# [About this exercise]
For the records below, the count of lines that hold "wearing" is required; give only that number.

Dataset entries
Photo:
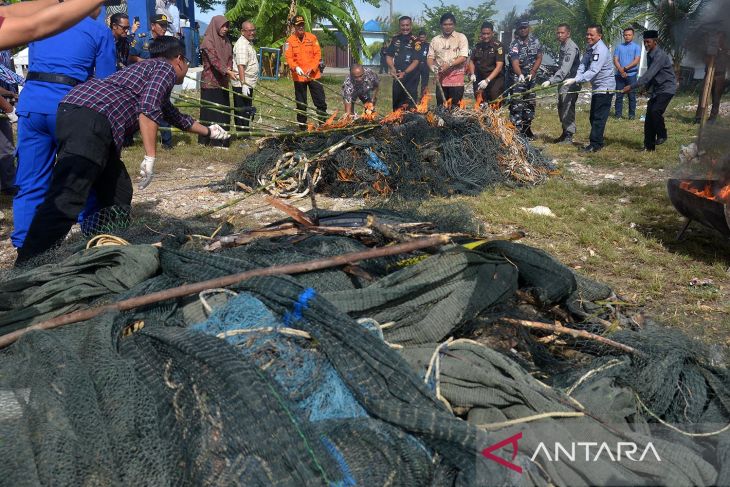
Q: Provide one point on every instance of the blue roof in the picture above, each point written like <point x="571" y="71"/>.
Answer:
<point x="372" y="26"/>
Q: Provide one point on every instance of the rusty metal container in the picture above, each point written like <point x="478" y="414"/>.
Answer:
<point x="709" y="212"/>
---
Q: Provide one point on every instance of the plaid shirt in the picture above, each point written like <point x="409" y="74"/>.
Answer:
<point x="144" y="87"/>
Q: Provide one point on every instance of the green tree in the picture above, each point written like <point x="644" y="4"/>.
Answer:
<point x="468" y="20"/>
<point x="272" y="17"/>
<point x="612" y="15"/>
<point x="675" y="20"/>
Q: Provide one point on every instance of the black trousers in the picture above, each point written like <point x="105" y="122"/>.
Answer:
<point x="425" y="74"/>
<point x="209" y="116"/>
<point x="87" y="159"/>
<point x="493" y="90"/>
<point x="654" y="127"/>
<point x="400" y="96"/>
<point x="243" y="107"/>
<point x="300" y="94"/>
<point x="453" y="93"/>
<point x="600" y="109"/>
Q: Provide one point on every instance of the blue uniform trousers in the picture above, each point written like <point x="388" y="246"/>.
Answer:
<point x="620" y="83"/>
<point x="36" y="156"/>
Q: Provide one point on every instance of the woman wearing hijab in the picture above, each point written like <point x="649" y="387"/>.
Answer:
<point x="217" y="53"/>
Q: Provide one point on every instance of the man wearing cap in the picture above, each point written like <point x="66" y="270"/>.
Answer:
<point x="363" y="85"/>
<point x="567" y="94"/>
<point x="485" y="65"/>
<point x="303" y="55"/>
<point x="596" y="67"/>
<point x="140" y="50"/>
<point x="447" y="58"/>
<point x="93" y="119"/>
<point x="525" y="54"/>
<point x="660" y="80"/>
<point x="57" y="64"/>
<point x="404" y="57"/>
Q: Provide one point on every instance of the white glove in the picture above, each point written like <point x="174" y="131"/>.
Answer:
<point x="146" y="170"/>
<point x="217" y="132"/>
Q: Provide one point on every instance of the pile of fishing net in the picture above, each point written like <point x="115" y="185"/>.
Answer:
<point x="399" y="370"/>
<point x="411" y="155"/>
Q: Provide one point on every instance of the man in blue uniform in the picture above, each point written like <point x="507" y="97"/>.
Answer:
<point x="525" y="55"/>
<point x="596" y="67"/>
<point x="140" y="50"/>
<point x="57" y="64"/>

# [Output for this task]
2